* BEGIN INFORMATION PROVIDED *

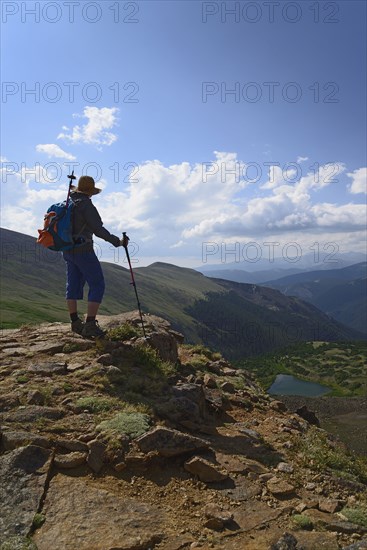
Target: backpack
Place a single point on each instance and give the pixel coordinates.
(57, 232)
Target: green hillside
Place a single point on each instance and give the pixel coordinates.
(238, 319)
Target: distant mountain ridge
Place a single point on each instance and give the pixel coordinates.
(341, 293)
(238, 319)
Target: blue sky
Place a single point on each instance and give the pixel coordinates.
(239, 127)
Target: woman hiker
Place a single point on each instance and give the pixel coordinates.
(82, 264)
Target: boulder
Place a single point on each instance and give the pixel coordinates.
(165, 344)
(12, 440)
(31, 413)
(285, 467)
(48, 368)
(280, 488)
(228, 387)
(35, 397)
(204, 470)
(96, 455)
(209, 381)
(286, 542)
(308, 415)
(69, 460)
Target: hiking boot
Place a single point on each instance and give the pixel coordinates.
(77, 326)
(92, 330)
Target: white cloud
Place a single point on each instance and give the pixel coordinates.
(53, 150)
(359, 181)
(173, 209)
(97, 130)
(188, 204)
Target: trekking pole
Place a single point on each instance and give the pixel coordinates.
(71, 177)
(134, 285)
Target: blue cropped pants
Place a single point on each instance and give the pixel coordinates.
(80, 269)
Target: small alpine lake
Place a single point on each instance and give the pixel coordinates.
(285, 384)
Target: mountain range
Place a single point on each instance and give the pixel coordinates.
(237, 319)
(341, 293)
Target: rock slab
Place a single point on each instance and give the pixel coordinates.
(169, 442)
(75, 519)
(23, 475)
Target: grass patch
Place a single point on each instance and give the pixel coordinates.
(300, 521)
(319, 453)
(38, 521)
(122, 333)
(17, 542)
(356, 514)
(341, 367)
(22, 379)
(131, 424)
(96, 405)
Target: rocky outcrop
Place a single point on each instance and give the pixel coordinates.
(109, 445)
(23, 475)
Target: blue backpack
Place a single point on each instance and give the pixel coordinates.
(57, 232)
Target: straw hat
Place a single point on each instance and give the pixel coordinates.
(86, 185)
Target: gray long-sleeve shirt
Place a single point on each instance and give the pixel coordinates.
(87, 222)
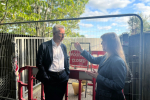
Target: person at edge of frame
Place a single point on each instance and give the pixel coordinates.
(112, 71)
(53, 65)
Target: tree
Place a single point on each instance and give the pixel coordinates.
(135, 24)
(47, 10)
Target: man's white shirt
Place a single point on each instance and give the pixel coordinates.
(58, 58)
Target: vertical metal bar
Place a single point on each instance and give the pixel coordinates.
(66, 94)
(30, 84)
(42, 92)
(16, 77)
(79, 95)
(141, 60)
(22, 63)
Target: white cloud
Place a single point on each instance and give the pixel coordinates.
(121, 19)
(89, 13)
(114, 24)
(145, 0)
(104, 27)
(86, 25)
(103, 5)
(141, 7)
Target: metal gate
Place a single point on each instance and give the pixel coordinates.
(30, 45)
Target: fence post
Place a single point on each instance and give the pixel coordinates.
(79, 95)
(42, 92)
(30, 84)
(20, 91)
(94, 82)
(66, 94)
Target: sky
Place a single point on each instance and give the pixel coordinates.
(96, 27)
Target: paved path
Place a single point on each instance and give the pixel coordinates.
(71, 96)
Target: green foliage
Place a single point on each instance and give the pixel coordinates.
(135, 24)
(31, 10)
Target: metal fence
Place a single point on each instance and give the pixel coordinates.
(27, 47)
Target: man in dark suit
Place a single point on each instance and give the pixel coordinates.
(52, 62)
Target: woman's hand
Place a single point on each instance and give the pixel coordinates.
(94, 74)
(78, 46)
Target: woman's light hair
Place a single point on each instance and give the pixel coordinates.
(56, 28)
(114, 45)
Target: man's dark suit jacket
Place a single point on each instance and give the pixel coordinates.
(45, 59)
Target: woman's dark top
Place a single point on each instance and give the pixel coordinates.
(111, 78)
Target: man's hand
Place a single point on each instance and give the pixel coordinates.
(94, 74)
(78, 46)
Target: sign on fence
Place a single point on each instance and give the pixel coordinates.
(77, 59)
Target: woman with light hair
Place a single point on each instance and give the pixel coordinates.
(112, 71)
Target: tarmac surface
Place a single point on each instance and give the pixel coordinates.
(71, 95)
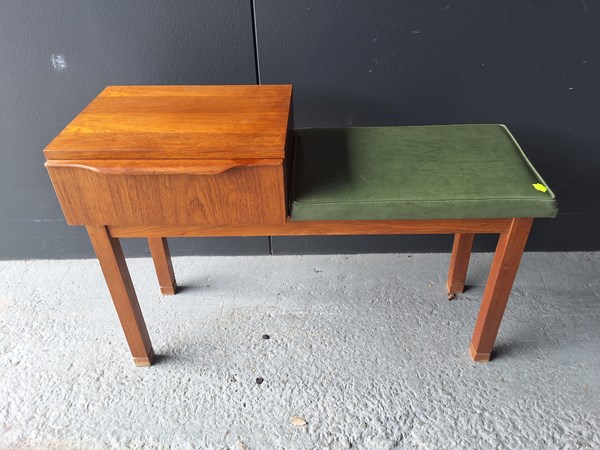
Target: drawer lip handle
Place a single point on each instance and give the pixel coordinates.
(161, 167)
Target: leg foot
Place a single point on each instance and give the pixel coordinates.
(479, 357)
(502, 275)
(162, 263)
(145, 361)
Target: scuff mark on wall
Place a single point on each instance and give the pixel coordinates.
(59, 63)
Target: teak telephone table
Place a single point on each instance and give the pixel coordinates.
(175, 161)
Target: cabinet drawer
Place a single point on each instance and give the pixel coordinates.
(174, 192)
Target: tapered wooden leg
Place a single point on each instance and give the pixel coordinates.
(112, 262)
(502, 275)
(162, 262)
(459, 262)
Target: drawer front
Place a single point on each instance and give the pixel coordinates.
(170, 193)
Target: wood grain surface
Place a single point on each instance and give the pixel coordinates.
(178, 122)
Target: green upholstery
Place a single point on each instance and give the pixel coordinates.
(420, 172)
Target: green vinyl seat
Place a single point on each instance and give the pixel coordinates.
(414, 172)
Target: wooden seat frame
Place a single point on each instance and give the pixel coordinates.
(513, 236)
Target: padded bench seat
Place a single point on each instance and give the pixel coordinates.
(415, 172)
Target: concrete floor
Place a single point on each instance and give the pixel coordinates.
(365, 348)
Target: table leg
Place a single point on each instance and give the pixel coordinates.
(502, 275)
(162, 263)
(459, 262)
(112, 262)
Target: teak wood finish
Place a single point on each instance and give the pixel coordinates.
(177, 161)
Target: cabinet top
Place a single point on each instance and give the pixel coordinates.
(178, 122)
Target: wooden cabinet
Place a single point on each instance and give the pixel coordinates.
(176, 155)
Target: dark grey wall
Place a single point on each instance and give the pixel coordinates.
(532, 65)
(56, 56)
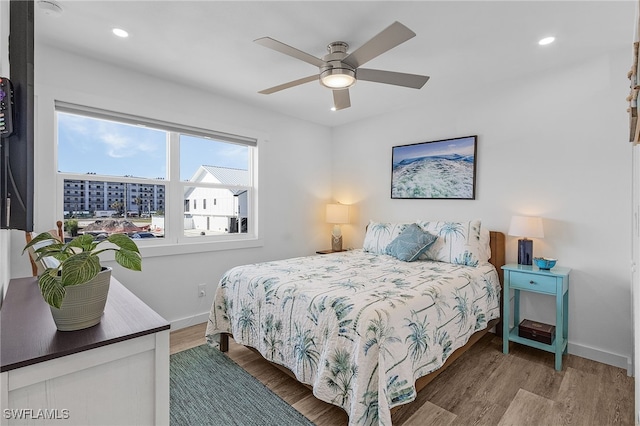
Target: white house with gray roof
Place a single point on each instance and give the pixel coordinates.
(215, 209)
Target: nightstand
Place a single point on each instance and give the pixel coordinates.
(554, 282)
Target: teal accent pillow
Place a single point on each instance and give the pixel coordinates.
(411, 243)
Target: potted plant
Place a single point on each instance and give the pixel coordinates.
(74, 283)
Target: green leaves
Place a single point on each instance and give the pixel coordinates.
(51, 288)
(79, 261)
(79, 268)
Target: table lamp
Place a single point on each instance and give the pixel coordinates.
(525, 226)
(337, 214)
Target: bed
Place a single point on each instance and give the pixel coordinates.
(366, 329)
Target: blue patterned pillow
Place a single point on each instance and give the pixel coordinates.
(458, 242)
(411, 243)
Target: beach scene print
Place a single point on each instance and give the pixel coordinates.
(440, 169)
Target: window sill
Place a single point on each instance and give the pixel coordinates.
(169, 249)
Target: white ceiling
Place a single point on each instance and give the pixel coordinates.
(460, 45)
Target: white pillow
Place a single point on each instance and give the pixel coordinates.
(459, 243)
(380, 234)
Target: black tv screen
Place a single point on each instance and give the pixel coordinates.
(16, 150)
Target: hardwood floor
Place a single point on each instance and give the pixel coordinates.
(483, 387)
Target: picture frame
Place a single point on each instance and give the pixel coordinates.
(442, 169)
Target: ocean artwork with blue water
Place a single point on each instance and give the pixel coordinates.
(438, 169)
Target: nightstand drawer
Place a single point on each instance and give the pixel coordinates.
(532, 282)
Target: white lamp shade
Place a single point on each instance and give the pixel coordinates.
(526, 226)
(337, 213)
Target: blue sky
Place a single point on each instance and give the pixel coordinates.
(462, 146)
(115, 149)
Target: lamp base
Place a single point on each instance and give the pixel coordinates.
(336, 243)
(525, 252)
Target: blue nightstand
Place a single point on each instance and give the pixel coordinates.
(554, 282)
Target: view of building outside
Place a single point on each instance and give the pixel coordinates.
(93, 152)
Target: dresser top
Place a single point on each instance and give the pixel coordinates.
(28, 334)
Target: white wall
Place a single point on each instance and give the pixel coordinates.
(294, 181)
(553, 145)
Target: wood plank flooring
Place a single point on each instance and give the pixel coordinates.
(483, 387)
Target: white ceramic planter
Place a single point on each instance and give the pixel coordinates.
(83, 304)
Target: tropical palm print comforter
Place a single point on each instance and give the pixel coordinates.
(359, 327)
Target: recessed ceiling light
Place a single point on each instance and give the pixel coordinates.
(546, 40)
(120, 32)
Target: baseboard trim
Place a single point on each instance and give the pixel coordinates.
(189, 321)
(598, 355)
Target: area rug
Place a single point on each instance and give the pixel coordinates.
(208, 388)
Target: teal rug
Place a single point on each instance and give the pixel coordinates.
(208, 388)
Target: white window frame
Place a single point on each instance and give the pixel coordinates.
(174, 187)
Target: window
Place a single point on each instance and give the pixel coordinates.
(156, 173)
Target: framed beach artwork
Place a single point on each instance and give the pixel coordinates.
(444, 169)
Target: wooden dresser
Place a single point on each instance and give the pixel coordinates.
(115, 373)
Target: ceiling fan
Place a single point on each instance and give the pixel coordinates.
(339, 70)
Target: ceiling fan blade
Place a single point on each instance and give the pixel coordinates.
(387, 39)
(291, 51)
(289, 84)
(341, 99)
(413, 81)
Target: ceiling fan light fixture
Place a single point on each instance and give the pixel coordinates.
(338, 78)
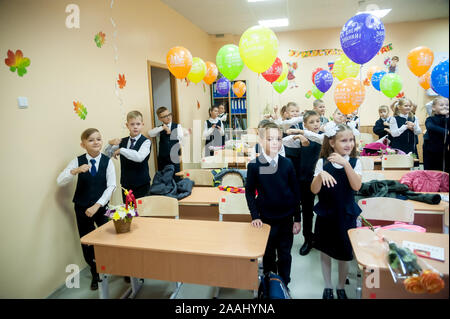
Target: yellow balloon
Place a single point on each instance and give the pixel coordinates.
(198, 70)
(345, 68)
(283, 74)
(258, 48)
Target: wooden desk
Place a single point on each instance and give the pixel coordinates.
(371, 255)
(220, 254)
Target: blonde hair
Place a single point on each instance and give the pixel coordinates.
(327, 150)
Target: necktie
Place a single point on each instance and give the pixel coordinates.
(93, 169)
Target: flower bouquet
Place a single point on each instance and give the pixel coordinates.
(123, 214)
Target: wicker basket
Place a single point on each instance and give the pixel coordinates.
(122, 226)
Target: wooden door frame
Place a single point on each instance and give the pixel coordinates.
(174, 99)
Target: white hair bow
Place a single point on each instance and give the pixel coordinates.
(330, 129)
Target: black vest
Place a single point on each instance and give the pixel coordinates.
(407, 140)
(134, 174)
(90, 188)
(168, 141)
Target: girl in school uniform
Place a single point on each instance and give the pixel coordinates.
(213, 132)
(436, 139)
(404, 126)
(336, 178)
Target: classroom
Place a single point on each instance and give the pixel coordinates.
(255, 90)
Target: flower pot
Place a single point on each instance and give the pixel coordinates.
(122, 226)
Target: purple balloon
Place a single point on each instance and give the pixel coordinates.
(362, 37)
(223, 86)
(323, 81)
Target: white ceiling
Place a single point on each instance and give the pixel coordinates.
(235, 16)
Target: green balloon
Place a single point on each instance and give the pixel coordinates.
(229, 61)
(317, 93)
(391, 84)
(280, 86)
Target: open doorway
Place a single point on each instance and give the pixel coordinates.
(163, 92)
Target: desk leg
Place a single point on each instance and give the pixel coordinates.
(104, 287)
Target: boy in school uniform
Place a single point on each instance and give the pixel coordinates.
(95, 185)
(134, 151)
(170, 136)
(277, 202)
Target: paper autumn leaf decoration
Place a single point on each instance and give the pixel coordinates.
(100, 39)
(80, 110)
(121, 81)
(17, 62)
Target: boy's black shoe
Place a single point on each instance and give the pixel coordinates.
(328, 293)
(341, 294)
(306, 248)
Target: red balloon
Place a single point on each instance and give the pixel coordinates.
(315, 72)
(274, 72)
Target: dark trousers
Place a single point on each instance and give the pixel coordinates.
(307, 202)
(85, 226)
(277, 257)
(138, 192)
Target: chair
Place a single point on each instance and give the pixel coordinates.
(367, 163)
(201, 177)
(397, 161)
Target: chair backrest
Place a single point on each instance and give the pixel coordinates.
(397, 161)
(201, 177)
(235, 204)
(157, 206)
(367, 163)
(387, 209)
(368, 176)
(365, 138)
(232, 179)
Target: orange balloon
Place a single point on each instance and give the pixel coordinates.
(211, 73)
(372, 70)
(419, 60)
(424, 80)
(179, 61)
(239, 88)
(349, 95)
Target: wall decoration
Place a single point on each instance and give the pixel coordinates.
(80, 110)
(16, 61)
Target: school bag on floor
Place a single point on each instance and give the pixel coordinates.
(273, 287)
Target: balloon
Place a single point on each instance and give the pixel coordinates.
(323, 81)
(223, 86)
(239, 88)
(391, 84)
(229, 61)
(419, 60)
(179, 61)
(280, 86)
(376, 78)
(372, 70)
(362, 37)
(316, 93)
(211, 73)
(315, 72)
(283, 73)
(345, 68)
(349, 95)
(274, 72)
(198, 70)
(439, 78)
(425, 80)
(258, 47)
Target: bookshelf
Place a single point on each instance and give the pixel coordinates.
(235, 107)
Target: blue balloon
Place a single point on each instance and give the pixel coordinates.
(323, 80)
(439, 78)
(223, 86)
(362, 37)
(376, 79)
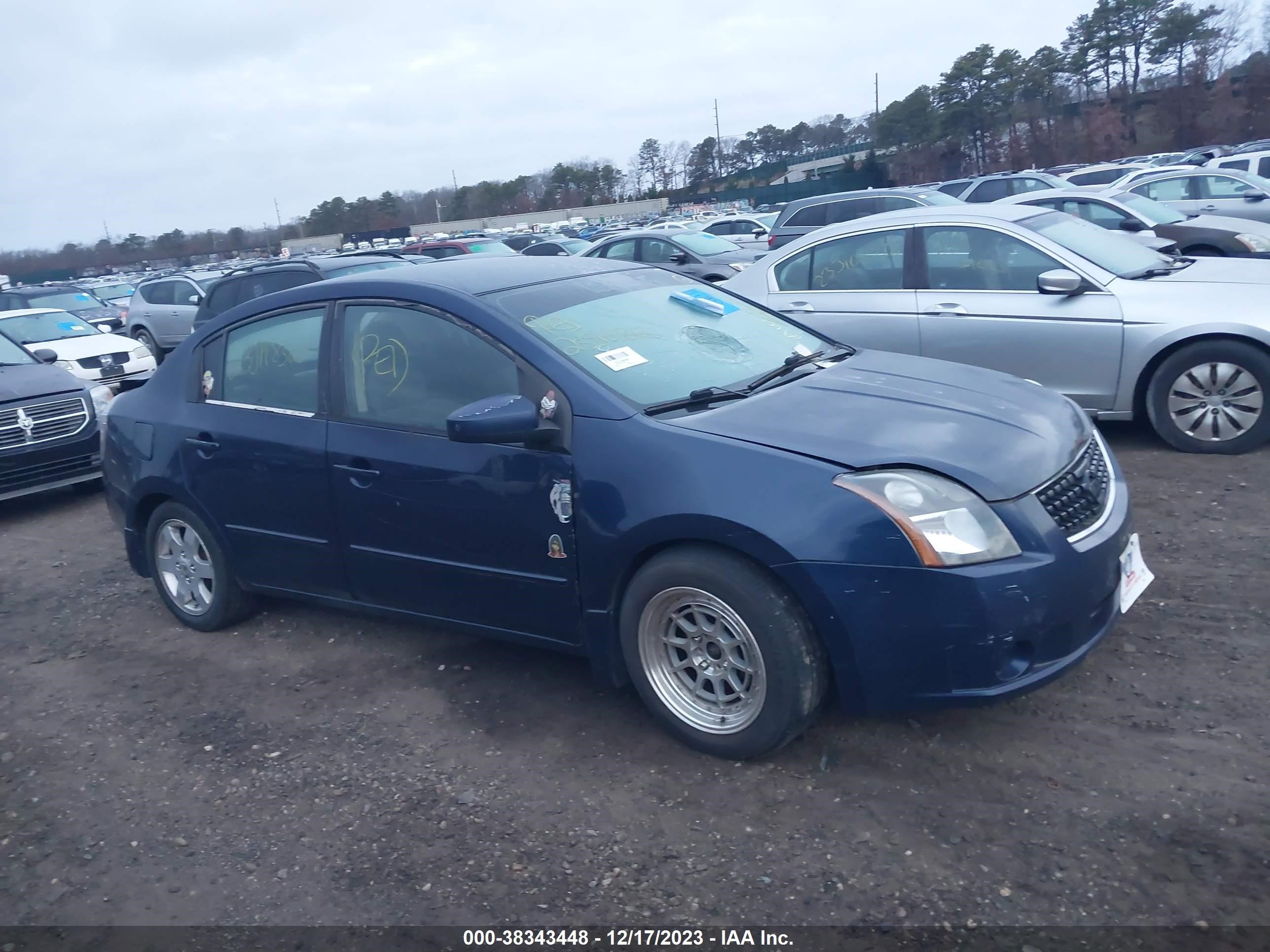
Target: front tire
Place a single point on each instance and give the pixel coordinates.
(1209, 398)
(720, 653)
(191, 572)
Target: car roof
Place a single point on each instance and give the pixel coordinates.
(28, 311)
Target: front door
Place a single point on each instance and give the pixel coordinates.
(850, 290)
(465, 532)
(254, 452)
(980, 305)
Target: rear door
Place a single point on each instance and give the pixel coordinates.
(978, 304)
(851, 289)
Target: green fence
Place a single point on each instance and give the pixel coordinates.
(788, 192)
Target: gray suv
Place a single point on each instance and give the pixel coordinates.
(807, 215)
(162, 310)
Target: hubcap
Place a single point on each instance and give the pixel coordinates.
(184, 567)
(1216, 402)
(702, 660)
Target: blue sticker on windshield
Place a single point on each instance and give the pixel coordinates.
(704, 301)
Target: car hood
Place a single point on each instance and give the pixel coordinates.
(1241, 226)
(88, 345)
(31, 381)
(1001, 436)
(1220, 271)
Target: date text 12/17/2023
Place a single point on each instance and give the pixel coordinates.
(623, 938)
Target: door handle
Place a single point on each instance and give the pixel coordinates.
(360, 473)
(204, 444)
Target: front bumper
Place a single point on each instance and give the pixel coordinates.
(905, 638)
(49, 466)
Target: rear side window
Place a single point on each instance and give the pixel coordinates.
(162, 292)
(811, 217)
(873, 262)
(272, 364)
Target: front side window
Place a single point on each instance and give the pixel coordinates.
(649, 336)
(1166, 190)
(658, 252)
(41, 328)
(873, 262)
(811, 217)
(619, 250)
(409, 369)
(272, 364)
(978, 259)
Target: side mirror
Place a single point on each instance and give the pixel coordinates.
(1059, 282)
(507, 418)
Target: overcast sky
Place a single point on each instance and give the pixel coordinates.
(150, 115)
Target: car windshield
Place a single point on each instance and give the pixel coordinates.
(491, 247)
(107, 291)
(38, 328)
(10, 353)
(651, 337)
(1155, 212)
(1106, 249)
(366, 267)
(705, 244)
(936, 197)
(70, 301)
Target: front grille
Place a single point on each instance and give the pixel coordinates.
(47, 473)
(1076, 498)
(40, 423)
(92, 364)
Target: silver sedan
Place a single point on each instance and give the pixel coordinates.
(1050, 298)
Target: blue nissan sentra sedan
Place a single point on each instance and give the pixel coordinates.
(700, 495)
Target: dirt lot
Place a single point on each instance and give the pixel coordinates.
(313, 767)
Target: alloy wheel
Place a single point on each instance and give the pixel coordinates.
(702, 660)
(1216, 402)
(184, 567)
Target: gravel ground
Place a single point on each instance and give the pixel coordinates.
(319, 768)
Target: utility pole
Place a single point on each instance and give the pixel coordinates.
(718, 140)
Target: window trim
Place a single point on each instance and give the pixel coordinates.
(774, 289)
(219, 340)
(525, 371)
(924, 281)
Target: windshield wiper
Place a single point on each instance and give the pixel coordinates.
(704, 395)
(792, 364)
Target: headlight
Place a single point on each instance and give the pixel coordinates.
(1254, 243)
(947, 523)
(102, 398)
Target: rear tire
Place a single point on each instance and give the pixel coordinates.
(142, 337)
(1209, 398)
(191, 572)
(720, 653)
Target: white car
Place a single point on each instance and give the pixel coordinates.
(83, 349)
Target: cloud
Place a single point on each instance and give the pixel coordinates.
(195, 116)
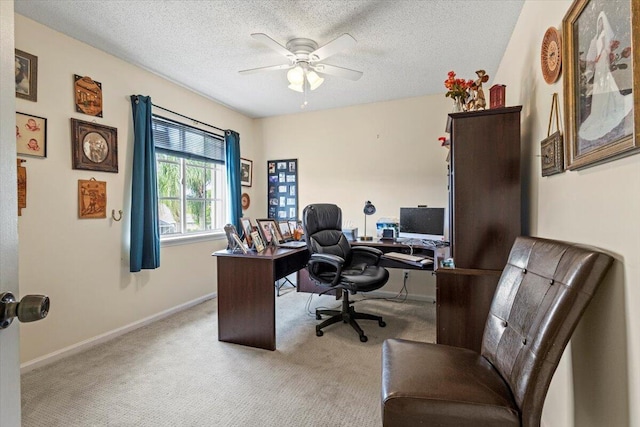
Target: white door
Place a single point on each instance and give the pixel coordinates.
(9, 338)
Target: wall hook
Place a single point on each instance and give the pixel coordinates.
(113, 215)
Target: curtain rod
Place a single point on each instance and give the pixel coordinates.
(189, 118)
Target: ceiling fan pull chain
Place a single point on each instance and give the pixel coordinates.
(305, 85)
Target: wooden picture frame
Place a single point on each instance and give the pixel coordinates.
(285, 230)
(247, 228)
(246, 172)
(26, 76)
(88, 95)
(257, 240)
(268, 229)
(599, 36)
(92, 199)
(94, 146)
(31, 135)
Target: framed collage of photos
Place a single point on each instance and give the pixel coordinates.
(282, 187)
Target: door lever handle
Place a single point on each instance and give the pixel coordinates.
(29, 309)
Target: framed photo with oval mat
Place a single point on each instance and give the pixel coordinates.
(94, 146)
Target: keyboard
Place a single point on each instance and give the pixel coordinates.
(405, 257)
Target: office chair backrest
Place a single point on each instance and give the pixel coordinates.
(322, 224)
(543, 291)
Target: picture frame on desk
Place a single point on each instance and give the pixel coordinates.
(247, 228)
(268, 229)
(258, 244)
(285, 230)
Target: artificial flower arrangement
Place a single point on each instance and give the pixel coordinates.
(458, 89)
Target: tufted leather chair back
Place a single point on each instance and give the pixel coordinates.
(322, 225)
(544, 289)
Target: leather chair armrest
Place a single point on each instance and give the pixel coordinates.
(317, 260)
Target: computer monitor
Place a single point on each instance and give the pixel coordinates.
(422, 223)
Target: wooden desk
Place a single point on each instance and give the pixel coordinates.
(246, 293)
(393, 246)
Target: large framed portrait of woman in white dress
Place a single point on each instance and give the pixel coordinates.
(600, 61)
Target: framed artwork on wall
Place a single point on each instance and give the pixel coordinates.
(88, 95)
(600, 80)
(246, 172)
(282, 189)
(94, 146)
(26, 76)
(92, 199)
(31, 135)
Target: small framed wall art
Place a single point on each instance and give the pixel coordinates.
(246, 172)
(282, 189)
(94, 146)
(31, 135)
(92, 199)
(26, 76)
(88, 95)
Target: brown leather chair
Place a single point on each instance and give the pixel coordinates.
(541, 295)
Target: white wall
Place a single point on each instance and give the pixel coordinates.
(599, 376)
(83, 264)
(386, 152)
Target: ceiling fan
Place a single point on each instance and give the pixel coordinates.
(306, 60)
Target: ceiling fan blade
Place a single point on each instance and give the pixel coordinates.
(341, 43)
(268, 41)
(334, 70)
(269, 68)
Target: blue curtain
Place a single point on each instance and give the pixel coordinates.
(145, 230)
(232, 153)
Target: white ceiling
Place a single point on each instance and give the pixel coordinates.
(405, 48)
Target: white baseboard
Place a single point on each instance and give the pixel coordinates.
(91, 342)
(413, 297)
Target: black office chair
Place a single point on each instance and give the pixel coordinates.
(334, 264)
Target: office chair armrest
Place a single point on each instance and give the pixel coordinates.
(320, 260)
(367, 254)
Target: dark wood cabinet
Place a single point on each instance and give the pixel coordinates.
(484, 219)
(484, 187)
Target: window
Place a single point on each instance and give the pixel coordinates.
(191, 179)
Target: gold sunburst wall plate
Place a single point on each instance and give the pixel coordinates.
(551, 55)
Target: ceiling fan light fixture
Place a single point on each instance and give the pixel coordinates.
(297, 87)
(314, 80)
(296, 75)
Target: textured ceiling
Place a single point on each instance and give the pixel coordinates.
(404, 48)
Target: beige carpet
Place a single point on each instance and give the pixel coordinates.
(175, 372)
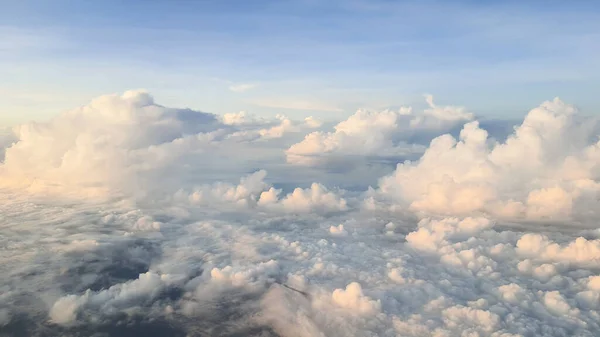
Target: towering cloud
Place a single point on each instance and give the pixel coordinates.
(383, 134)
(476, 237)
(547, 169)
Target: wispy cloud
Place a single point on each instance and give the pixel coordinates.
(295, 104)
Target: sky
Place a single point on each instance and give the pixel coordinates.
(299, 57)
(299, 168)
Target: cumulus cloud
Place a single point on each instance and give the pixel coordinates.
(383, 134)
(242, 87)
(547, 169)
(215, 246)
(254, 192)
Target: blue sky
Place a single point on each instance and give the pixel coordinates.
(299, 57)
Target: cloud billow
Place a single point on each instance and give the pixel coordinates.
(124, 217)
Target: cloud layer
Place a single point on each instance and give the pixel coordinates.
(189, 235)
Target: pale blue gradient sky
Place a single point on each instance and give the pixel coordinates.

* END INFORMATION PROVIDED *

#### [INSTRUCTION]
Number the lines of the records from the one containing "Target: cloud layer" through the end, as a list with blank lines skipped.

#### [EXERCISE RESPONSE]
1. Target: cloud layer
2. Place a single point on each instance and give the pixel coordinates.
3. (189, 235)
4. Target: pale blue gradient sky
5. Place a single point on each instance and give the pixel coordinates.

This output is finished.